## START

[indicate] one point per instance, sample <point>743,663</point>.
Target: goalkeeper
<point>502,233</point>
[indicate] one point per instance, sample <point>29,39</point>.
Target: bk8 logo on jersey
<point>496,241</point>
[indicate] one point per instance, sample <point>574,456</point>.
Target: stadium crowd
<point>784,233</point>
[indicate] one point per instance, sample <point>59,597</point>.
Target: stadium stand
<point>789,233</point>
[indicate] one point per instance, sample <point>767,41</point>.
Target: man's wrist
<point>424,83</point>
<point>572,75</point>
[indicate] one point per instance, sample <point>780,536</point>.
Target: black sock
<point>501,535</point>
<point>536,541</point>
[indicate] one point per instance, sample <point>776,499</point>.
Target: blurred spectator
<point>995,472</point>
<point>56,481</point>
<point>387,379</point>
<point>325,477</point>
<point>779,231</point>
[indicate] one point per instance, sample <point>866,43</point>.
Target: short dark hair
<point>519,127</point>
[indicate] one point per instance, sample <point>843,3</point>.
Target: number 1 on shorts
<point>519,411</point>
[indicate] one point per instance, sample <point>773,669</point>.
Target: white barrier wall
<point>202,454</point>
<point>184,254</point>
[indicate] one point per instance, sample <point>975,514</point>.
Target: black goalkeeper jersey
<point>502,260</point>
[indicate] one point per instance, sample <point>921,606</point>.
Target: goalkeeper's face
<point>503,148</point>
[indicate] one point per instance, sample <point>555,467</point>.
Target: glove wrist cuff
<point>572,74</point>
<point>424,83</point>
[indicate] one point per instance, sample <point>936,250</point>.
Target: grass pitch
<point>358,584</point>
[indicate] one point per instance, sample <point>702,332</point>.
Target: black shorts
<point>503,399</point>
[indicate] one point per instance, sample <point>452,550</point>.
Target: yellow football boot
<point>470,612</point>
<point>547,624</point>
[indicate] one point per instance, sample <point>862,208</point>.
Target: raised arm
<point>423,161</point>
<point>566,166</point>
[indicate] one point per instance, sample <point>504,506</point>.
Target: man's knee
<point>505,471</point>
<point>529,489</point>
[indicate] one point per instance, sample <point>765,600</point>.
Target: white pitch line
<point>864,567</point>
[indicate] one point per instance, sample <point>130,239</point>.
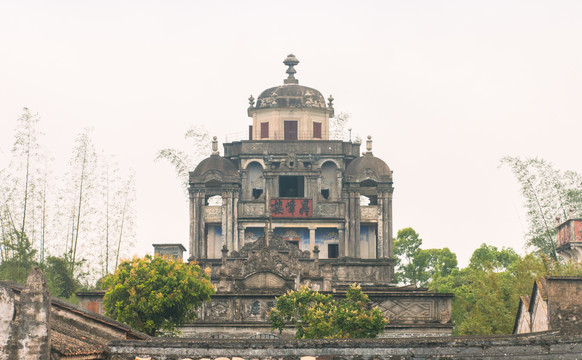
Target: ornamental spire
<point>215,146</point>
<point>291,61</point>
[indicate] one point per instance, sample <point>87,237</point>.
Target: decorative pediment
<point>264,280</point>
<point>279,259</point>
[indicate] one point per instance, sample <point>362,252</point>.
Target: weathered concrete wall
<point>565,303</point>
<point>546,346</point>
<point>34,317</point>
<point>8,329</point>
<point>539,314</point>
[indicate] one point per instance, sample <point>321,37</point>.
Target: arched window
<point>329,180</point>
<point>255,179</point>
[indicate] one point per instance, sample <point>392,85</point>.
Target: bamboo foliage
<point>83,215</point>
<point>548,194</point>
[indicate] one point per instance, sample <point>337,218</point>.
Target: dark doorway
<point>332,251</point>
<point>290,130</point>
<point>291,186</point>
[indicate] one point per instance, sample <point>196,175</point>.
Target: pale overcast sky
<point>446,88</point>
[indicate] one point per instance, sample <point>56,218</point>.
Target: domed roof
<point>215,163</point>
<point>367,167</point>
<point>290,94</point>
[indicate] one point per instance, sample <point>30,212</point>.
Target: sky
<point>445,88</point>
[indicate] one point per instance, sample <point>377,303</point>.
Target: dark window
<point>332,251</point>
<point>317,130</point>
<point>294,242</point>
<point>93,306</point>
<point>264,130</point>
<point>257,193</point>
<point>291,186</point>
<point>290,130</point>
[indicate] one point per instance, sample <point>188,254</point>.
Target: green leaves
<point>548,193</point>
<point>320,316</point>
<point>418,266</point>
<point>155,294</point>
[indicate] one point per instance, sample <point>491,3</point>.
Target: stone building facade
<point>555,304</point>
<point>36,326</point>
<point>570,239</point>
<point>291,207</point>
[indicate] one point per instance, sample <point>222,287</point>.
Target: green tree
<point>487,291</point>
<point>17,267</point>
<point>154,294</point>
<point>60,281</point>
<point>418,266</point>
<point>548,193</point>
<point>318,316</point>
<point>185,160</point>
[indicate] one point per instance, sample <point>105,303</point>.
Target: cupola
<point>290,111</point>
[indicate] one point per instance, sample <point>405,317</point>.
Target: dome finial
<point>291,61</point>
<point>215,146</point>
<point>369,145</point>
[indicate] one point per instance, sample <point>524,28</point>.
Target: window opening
<point>316,130</point>
<point>364,200</point>
<point>290,130</point>
<point>291,186</point>
<point>264,130</point>
<point>257,193</point>
<point>93,306</point>
<point>332,251</point>
<point>215,200</point>
<point>294,242</point>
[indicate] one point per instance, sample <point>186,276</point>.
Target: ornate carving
<point>219,310</point>
<point>264,280</point>
<point>369,213</point>
<point>408,309</point>
<point>254,209</point>
<point>213,213</point>
<point>328,209</point>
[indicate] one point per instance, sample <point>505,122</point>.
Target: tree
<point>548,194</point>
<point>487,291</point>
<point>155,294</point>
<point>418,266</point>
<point>185,160</point>
<point>317,316</point>
<point>60,281</point>
<point>18,192</point>
<point>83,164</point>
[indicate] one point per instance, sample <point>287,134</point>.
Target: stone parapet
<point>543,346</point>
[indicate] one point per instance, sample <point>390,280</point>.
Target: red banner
<point>294,208</point>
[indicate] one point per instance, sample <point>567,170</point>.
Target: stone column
<point>34,318</point>
<point>236,239</point>
<point>380,227</point>
<point>354,241</point>
<point>8,328</point>
<point>342,242</point>
<point>241,236</point>
<point>311,240</point>
<point>200,242</point>
<point>388,226</point>
<point>224,220</point>
<point>193,213</point>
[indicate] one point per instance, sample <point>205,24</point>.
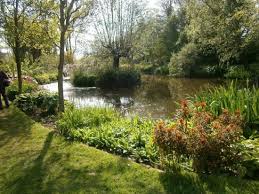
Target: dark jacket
<point>3,77</point>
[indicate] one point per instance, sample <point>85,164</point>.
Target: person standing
<point>4,82</point>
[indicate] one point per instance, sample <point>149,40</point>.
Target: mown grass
<point>35,160</point>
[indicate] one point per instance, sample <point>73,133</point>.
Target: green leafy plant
<point>232,98</point>
<point>46,78</point>
<point>238,72</point>
<point>105,129</point>
<point>210,142</point>
<point>28,87</point>
<point>39,103</point>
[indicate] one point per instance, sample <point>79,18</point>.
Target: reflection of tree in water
<point>180,88</point>
<point>153,89</point>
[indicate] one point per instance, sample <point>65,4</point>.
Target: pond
<point>156,97</point>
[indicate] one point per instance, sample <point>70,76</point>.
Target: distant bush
<point>83,79</point>
<point>246,100</point>
<point>210,142</point>
<point>181,63</point>
<point>46,78</point>
<point>105,129</point>
<point>39,103</point>
<point>107,78</point>
<point>251,157</point>
<point>162,70</point>
<point>146,68</point>
<point>207,71</point>
<point>118,78</point>
<point>28,87</point>
<point>238,72</point>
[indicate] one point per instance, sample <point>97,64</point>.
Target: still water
<point>156,97</point>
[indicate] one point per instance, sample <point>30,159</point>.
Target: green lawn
<point>33,159</point>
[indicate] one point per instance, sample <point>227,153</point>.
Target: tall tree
<point>24,28</point>
<point>115,26</point>
<point>71,13</point>
<point>236,27</point>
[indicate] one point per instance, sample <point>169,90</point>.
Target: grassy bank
<point>106,78</point>
<point>35,160</point>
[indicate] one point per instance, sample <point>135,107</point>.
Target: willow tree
<point>116,22</point>
<point>71,14</point>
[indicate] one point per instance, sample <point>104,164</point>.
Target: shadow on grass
<point>32,177</point>
<point>13,124</point>
<point>180,182</point>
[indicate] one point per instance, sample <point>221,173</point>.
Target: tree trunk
<point>60,72</point>
<point>116,61</point>
<point>18,66</point>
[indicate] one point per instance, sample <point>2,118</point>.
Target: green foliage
<point>232,98</point>
<point>146,68</point>
<point>118,78</point>
<point>162,70</point>
<point>39,103</point>
<point>182,62</point>
<point>251,157</point>
<point>210,142</point>
<point>46,78</point>
<point>105,129</point>
<point>107,78</point>
<point>32,154</point>
<point>236,19</point>
<point>83,79</point>
<point>238,72</point>
<point>28,87</point>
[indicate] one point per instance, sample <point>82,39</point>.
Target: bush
<point>163,70</point>
<point>81,79</point>
<point>238,72</point>
<point>46,78</point>
<point>146,68</point>
<point>39,103</point>
<point>28,87</point>
<point>207,71</point>
<point>108,78</point>
<point>251,157</point>
<point>182,63</point>
<point>211,142</point>
<point>246,100</point>
<point>105,129</point>
<point>118,78</point>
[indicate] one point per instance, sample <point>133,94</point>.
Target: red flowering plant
<point>209,141</point>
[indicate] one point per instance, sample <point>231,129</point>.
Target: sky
<point>84,39</point>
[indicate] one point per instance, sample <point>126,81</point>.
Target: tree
<point>71,13</point>
<point>226,28</point>
<point>23,22</point>
<point>116,22</point>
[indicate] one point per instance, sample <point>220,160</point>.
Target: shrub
<point>162,70</point>
<point>246,100</point>
<point>39,103</point>
<point>46,78</point>
<point>146,69</point>
<point>82,79</point>
<point>107,78</point>
<point>118,78</point>
<point>181,63</point>
<point>251,157</point>
<point>238,72</point>
<point>105,129</point>
<point>211,142</point>
<point>28,87</point>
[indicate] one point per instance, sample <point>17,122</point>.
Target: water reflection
<point>156,97</point>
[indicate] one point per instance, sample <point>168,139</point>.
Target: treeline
<point>201,38</point>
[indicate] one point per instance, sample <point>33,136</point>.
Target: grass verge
<point>35,160</point>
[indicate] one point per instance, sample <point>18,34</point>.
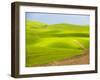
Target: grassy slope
<point>49,43</point>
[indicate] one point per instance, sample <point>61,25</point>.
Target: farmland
<point>47,43</point>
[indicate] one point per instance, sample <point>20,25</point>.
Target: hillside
<point>47,43</point>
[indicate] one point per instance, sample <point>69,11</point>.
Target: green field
<point>48,43</point>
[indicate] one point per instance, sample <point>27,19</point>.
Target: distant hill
<point>35,24</point>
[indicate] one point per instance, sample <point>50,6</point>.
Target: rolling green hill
<point>47,43</point>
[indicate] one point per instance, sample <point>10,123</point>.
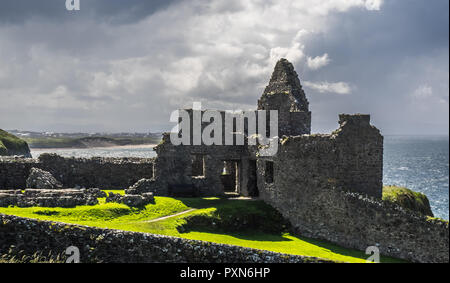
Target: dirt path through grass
<point>170,216</point>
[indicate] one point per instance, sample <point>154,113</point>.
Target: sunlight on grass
<point>212,220</point>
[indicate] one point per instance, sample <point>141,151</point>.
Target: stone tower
<point>285,94</point>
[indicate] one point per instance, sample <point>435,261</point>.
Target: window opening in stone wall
<point>198,165</point>
<point>269,172</point>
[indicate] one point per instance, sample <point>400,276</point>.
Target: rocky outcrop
<point>108,246</point>
<point>11,145</point>
<point>408,199</point>
<point>40,179</point>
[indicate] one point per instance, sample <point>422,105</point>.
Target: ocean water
<point>420,163</point>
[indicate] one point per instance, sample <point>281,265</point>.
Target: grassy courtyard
<point>236,222</point>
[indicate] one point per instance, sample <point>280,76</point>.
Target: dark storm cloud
<point>121,65</point>
<point>387,56</point>
<point>113,11</point>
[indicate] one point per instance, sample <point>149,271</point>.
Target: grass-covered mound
<point>236,222</point>
<point>408,199</point>
<point>12,145</point>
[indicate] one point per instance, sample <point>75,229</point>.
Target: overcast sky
<point>126,65</point>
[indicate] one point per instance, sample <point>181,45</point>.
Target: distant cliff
<point>12,145</point>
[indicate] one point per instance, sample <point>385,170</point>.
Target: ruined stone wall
<point>97,172</point>
<point>319,185</point>
<point>105,245</point>
<point>14,171</point>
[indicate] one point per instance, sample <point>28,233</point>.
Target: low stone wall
<point>96,172</point>
<point>105,245</point>
<point>50,198</point>
<point>354,221</point>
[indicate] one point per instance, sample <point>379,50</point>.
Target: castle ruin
<point>328,186</point>
<point>351,158</point>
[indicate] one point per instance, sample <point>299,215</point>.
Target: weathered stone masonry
<point>105,245</point>
<point>329,186</point>
<point>97,172</point>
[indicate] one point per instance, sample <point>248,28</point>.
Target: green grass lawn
<point>244,223</point>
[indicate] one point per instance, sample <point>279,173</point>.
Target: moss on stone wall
<point>12,145</point>
<point>408,199</point>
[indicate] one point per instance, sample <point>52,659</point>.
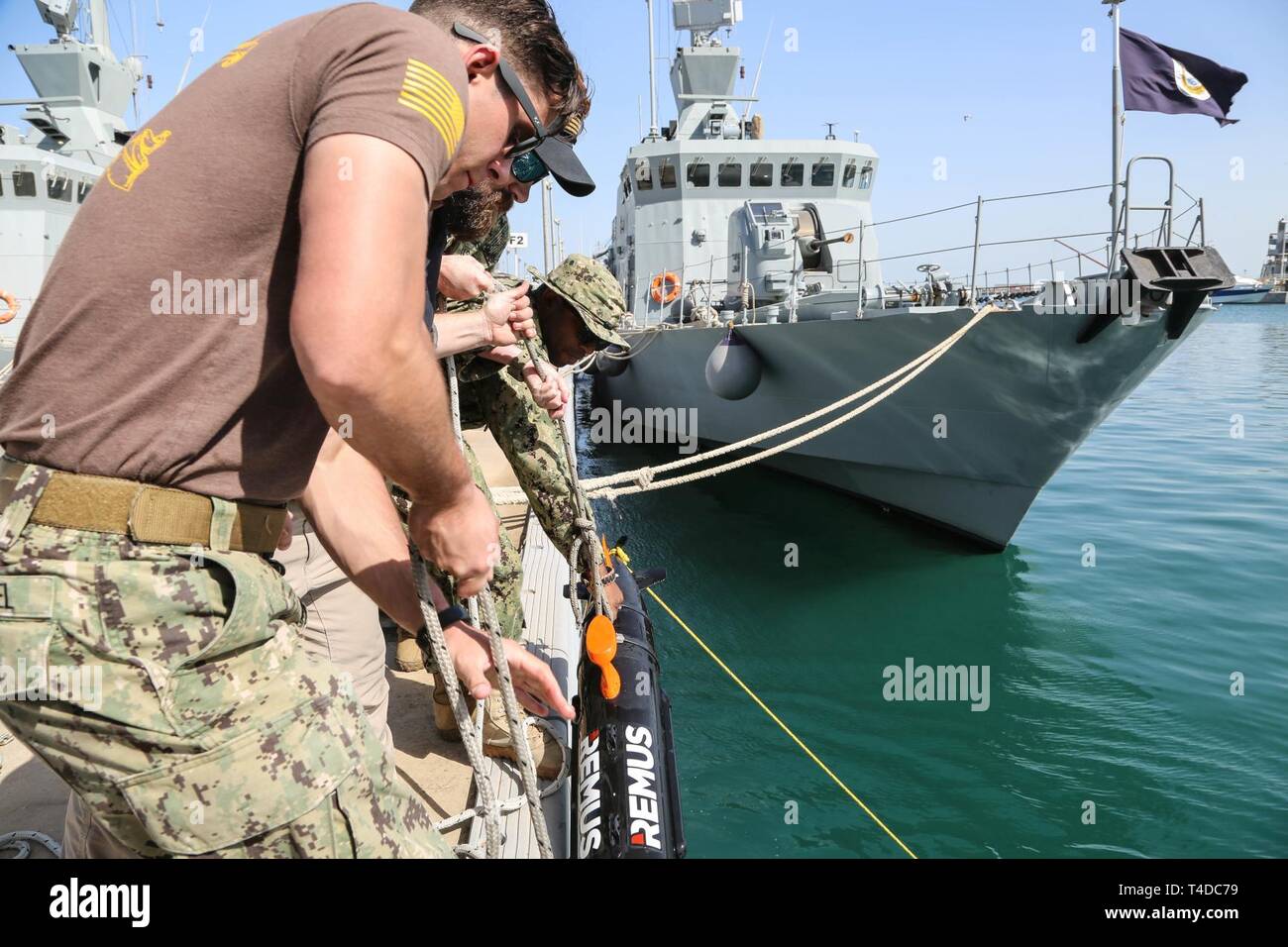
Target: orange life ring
<point>673,282</point>
<point>12,302</point>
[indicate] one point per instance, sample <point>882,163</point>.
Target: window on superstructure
<point>24,184</point>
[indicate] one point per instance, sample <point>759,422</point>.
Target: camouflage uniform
<point>213,735</point>
<point>496,397</point>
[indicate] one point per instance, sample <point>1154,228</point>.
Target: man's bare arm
<point>349,506</point>
<point>357,328</point>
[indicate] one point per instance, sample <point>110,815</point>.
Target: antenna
<point>652,80</point>
<point>755,84</point>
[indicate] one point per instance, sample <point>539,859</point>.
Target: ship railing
<point>980,285</point>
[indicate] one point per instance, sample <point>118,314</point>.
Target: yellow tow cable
<point>778,720</point>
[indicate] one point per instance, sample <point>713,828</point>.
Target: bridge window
<point>24,184</point>
<point>730,174</point>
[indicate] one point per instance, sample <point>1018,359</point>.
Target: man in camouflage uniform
<point>172,650</point>
<point>579,307</point>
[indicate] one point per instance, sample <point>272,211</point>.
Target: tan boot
<point>445,720</point>
<point>497,742</point>
<point>408,656</point>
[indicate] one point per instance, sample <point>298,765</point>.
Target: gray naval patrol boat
<point>754,272</point>
<point>77,128</point>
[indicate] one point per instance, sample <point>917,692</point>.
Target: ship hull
<point>966,445</point>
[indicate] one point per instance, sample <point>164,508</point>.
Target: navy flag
<point>1160,78</point>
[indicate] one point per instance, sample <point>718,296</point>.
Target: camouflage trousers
<point>506,575</point>
<point>170,689</point>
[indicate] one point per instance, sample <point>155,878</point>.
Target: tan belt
<point>143,512</point>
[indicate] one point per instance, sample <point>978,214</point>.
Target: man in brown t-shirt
<point>249,274</point>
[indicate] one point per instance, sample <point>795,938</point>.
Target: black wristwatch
<point>450,616</point>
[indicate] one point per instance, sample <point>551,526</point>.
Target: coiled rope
<point>472,737</point>
<point>20,843</point>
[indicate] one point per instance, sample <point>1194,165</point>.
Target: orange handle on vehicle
<point>601,648</point>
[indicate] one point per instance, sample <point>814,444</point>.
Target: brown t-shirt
<point>159,348</point>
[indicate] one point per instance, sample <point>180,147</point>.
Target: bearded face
<point>473,213</point>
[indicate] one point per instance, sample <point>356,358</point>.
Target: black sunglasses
<point>515,86</point>
<point>528,167</point>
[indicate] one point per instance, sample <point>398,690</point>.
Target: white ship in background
<point>76,121</point>
<point>1271,286</point>
<point>754,270</point>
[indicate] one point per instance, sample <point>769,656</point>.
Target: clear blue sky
<point>905,73</point>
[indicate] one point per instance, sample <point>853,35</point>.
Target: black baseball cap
<point>558,155</point>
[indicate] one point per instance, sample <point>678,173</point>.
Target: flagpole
<point>1117,140</point>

## END

**Direction**
Retype the entries verbatim, from the line containing "instance, sample <point>168,139</point>." through the line containing "<point>49,43</point>", and omit the pictures from your answer.

**Solved problem**
[indicate] one point per instance, sample <point>168,139</point>.
Target: treeline
<point>201,38</point>
[indicate] one point per instance, sample <point>33,136</point>.
Target: grass verge
<point>35,160</point>
[indicate] one point per instance, sample <point>18,34</point>.
Target: grassy slope
<point>49,43</point>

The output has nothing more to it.